━━━━━ EXERCISE TEXT

ETA: Just for a change, to show a little positivity, I have to say there is a crack forming in that BPS wall of illness denial and it is letting the light in.
 
Otherwise the default position is the one the Wessely school has pushed so hard. That only the weak-willed and fearful succumb. It. is. incorrect. And based on nothing but prejudice.
As the threat of catching Covid begins to recede people will inevitably adopt this attitude. There is only a window of opportunity to get LC taken seriously before this view becomes the norm. With no longer a personal threat to themselves they will dismiss it as only affecting the 'weak/undeserving' in society and in doing so patting themselves on the back for being so strong/deserving to not having been affected. 'Long Covid' will become the new 'Chronic Fatigue Syndrome'.

━━━━━━━━━━
━━━━━ SUPPLIED DATA

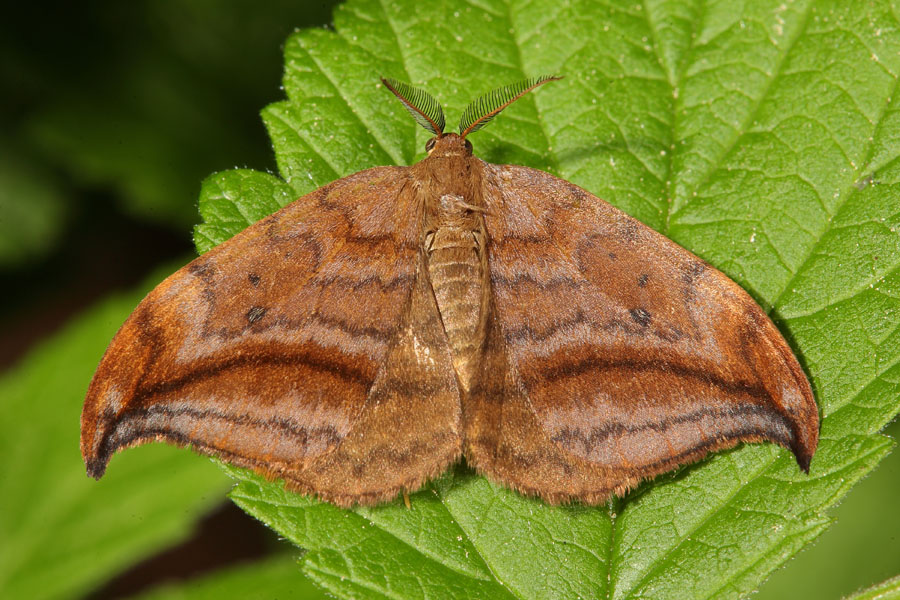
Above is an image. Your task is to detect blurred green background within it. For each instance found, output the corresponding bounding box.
[0,0,900,598]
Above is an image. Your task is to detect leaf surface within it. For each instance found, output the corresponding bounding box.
[198,0,900,599]
[0,269,228,600]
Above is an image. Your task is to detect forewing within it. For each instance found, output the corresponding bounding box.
[81,167,458,503]
[466,165,818,502]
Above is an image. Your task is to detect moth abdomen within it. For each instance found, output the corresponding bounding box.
[425,194,489,390]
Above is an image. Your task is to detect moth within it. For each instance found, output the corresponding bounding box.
[81,76,818,506]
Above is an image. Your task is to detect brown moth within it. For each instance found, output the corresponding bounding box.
[81,77,818,506]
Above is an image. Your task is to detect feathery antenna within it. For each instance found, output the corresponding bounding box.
[381,77,444,137]
[459,75,562,137]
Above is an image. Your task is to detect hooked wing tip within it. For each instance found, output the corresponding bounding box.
[84,456,107,479]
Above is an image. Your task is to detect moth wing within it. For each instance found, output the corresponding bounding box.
[465,164,818,503]
[81,167,459,504]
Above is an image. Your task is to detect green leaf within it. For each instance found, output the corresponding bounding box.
[135,556,328,600]
[201,0,900,598]
[0,141,69,268]
[847,575,900,600]
[0,264,227,599]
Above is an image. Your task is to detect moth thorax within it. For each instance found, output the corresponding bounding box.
[425,194,489,391]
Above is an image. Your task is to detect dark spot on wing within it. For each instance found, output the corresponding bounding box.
[247,306,269,325]
[628,308,650,327]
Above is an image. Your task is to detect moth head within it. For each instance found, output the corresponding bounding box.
[381,75,562,156]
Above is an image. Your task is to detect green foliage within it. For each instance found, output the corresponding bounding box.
[198,0,900,598]
[0,266,227,600]
[0,141,68,268]
[136,556,327,600]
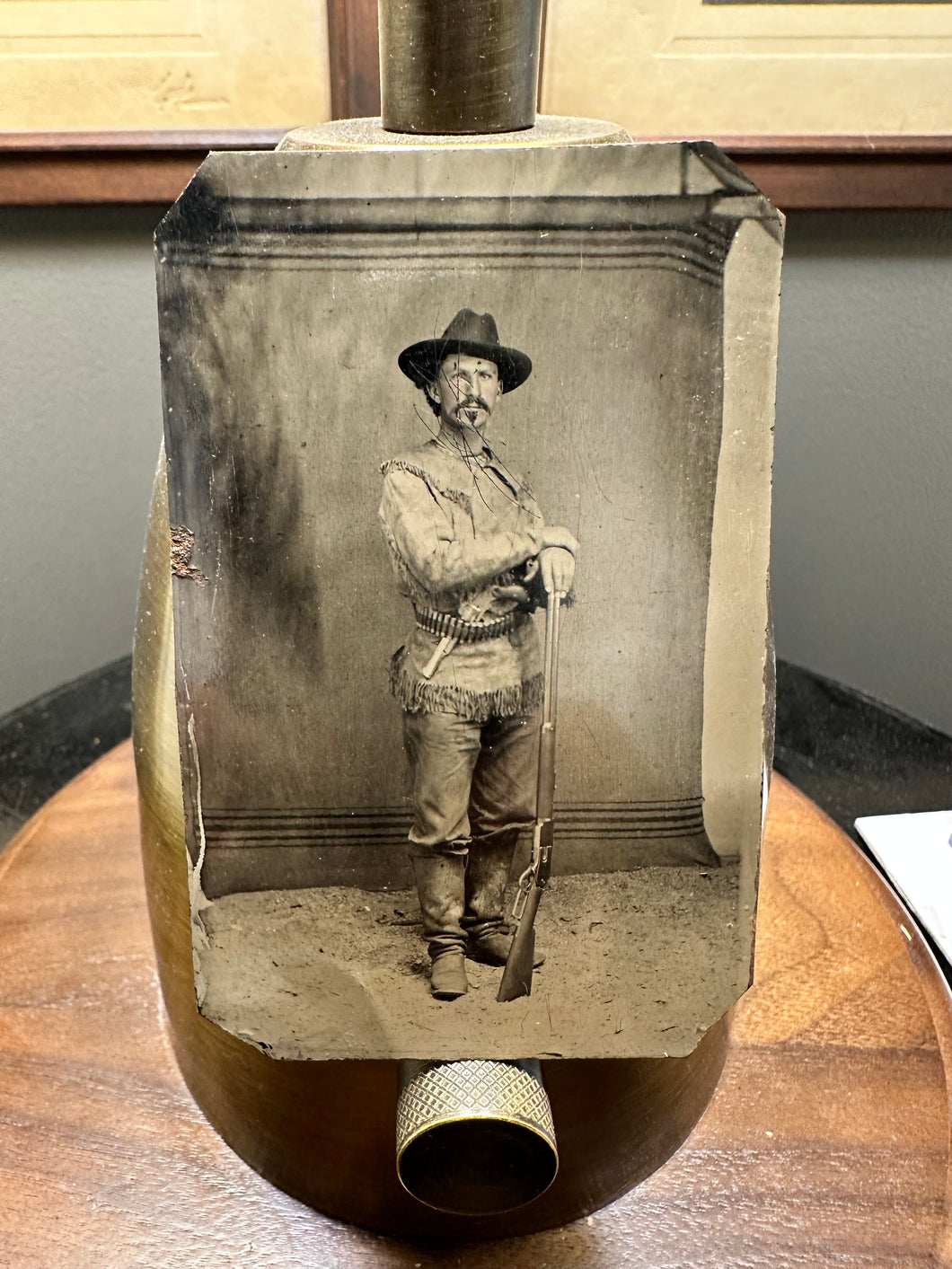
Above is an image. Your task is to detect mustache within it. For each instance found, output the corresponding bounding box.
[455,397,490,414]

━━━━━━━━━━

WHAT YOU WILL DO –
a) In the text on Long Covid, rewrite the paragraph beginning "As the threat of catching Covid" more briefly, keeping its main facts.
b) According to the text on Long Covid, which school has pushed the default position so hard?
c) Reproduce the part of the text on Long Covid starting at "ETA: Just for" and ending at "the light in.".

OUTPUTS FOR THE TASKS –
a) As the threat of catching Covid recedes, people will inevitably adopt the view that only the weak-willed and fearful succumb. There is only a short window to get LC taken seriously before this becomes the norm. No longer personally threatened, people will dismiss it as affecting only the "weak/undeserving" and congratulate themselves on being strong enough to escape it. "Long Covid" will become the new "Chronic Fatigue Syndrome."

b) The Wessely school.

c)
ETA: Just for a change, to show a little positivity, I have to say there is a crack forming in that BPS wall of illness denial and it is letting the light in.